## Data records
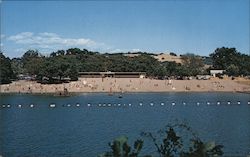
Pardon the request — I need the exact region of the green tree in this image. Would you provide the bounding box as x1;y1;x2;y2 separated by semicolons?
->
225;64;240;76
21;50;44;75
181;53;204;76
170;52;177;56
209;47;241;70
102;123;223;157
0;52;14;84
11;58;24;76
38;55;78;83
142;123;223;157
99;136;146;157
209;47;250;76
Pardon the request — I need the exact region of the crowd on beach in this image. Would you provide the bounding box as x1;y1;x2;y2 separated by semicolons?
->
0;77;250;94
---
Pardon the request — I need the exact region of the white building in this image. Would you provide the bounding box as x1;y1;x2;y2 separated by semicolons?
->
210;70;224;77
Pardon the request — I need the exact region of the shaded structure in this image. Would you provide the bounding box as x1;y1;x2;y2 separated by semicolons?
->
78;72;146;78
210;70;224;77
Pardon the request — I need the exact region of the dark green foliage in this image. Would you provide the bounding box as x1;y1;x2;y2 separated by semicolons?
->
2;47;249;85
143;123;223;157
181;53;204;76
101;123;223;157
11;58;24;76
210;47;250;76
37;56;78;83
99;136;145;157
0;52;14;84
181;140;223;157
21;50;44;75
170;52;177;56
==
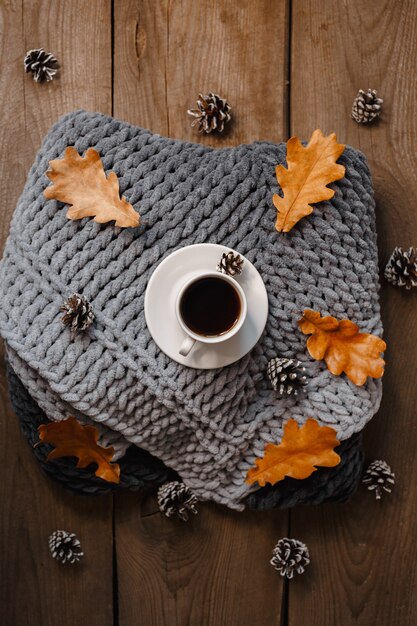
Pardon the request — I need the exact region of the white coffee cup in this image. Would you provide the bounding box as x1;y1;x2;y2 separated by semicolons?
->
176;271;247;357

## Try it
Search the listing for the string "bounding". Copy each line where it turns up.

## Exercise response
Pardon the request — I need the exact region of the green tree in this image. Would you provide the bounding box as x1;y1;x2;y2 separated by semicolons?
Pardon the request — I need the exact region of the crowd on beach in this image. Would you provide the bounding box as x1;y1;x2;y2 separated by semicolons?
Pardon the request — I need the exact region of the white building in this image. Would you provide the bounding box as x1;y1;x2;y2 separated by semicolons?
Pardon the request — I need the exact region of the shaded structure in this image. Would you provide the bounding box as x1;y1;x2;y2 separated by semicolons?
Pardon the request — I need the exact region of the dark green foliage in this image. Would you provide the bounding box as x1;y1;x2;y2 separated by semicolons?
Pardon the request — I need the exact region of the white coffee cup in this image. Would you provide the bounding box as x1;y1;x2;y2 separated by semicolons?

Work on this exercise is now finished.